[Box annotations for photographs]
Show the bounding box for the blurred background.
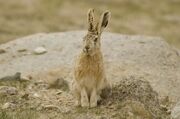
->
[0,0,180,48]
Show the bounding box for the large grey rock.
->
[0,31,180,101]
[171,102,180,119]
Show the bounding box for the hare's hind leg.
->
[75,92,81,106]
[90,88,98,107]
[81,88,89,107]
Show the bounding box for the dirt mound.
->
[0,31,180,119]
[103,77,170,119]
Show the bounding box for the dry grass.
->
[0,0,180,48]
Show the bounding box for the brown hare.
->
[73,9,110,107]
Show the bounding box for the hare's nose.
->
[85,46,89,50]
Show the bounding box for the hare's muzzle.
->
[84,46,90,52]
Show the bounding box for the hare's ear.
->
[87,9,95,31]
[97,11,111,35]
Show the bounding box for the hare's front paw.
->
[81,89,89,107]
[90,89,98,108]
[75,100,81,107]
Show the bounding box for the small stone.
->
[17,48,27,52]
[21,93,29,100]
[0,49,6,54]
[48,78,69,91]
[33,93,40,98]
[2,102,16,109]
[42,105,59,110]
[34,47,47,55]
[171,102,180,119]
[0,86,18,95]
[56,90,63,95]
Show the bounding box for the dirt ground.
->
[0,0,180,48]
[0,31,180,119]
[0,77,170,119]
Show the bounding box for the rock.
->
[49,78,69,91]
[0,72,21,81]
[56,90,63,95]
[2,102,16,109]
[34,47,47,55]
[42,105,59,110]
[17,48,27,52]
[171,102,180,119]
[32,93,41,98]
[0,86,18,95]
[21,93,29,100]
[0,49,6,54]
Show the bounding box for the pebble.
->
[34,47,47,55]
[0,86,18,95]
[17,48,27,52]
[0,49,6,54]
[2,102,16,109]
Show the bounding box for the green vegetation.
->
[0,0,180,47]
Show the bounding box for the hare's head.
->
[83,9,110,56]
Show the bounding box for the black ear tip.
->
[88,8,94,12]
[104,11,111,16]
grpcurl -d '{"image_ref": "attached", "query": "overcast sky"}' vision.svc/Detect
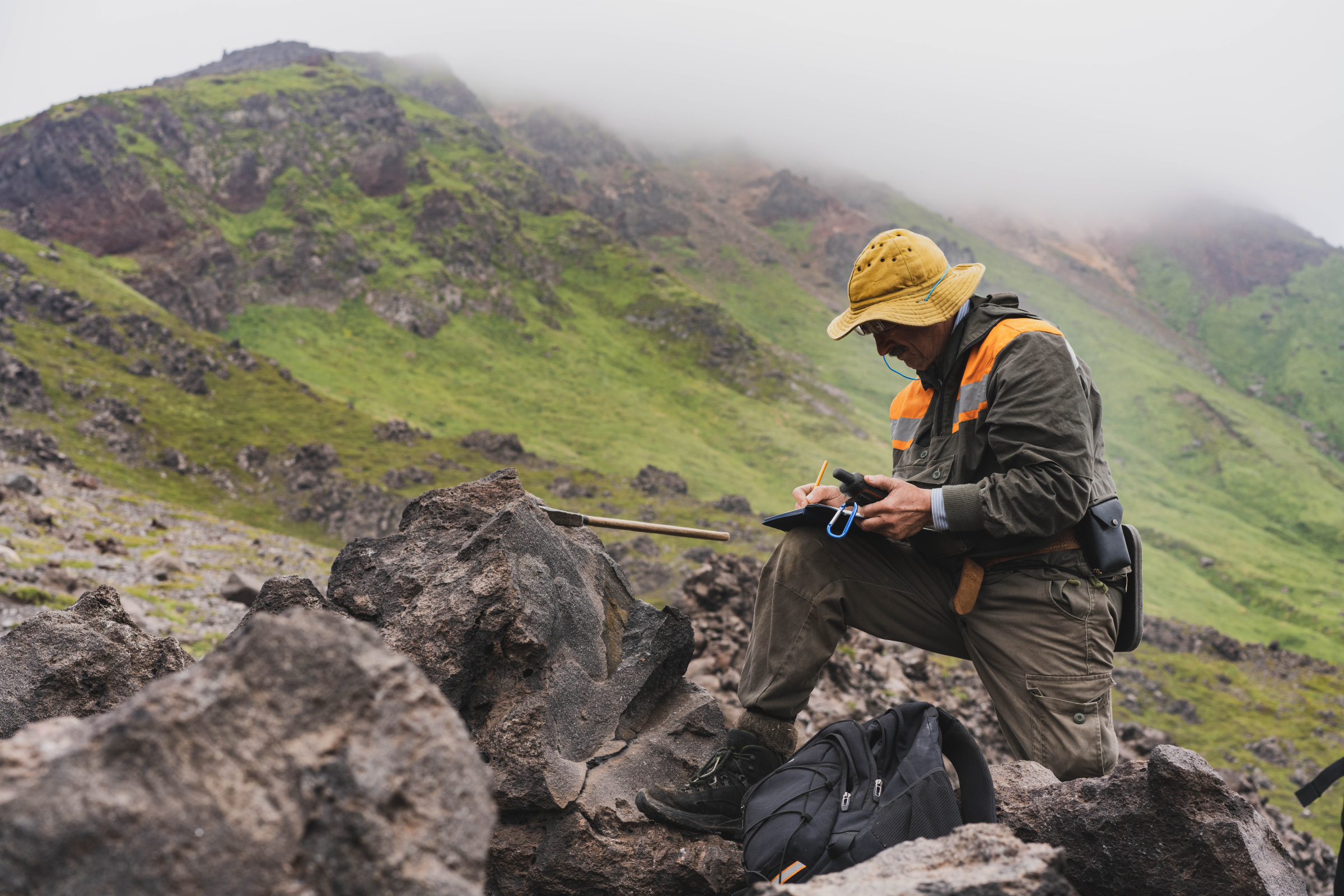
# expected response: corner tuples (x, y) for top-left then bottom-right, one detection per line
(0, 0), (1344, 245)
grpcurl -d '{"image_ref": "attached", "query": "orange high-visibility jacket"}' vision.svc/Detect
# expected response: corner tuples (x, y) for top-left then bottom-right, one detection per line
(891, 293), (1116, 559)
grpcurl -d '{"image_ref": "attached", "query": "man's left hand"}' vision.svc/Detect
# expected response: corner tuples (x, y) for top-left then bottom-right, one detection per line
(859, 475), (933, 542)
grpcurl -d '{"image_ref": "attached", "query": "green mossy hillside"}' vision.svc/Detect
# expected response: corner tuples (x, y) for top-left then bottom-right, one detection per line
(0, 228), (770, 551)
(1112, 634), (1344, 849)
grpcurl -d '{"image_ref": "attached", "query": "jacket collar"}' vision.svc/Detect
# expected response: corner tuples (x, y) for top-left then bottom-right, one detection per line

> _Written request_:
Reproduce the items word for word, starting at the line that contains "Show the bounding box for the rock." and continuing through the final line of the items, with both ends included. Omit the pictures from your copy.

> _Final result_:
Show the bounding box for the rock.
->
[49,78,69,91]
[0,72,21,81]
[56,90,63,95]
[2,102,16,109]
[34,47,47,55]
[42,105,59,110]
[17,48,27,52]
[171,102,180,119]
[32,93,41,98]
[0,86,18,95]
[21,93,29,100]
[0,49,6,54]
Show the bounding box for the pebble.
->
[34,47,47,55]
[0,86,18,95]
[17,48,27,52]
[0,49,6,54]
[2,102,16,109]
Show the bounding box for the green vegetation.
->
[0,0,180,47]
Show the bounding box for the hare's head.
->
[83,9,110,56]
Show the bounding box for the black ear tip.
->
[88,8,94,12]
[104,11,111,16]
grpcurl -d '{"image_ref": "attached", "query": "overcast sky"}' vision.svc/Detect
# expected response: corner tuples (x, y) for top-left then bottom-right, one detection per line
(0, 0), (1344, 245)
grpcurl -d '{"image_ref": "attached", "query": "orange high-visibility jacket"}' vision.svc/Detect
# expected response: corner tuples (x, y) for top-left then bottom-right, one detection per line
(891, 293), (1116, 559)
grpcurl -d '{"image_ref": "attached", "query": "man's left hand"}' vision.svc/Detect
# expected response: corner tuples (x, y) for top-left then bottom-right, one detection per line
(859, 475), (933, 542)
grpcurl -d '{"image_ref": "attached", "query": "green mossy hillside"}' vision.svc/Detect
# expected response: corner tuples (x, y) for top-left then bottom-right, one detection per line
(0, 228), (770, 551)
(1112, 634), (1344, 849)
grpcurl -d '{"image_ref": "attached", "query": "jacket collar"}' vision.svc/Detect
# expected response: corner tuples (x, y) for top-left then bottom-right, one detection per line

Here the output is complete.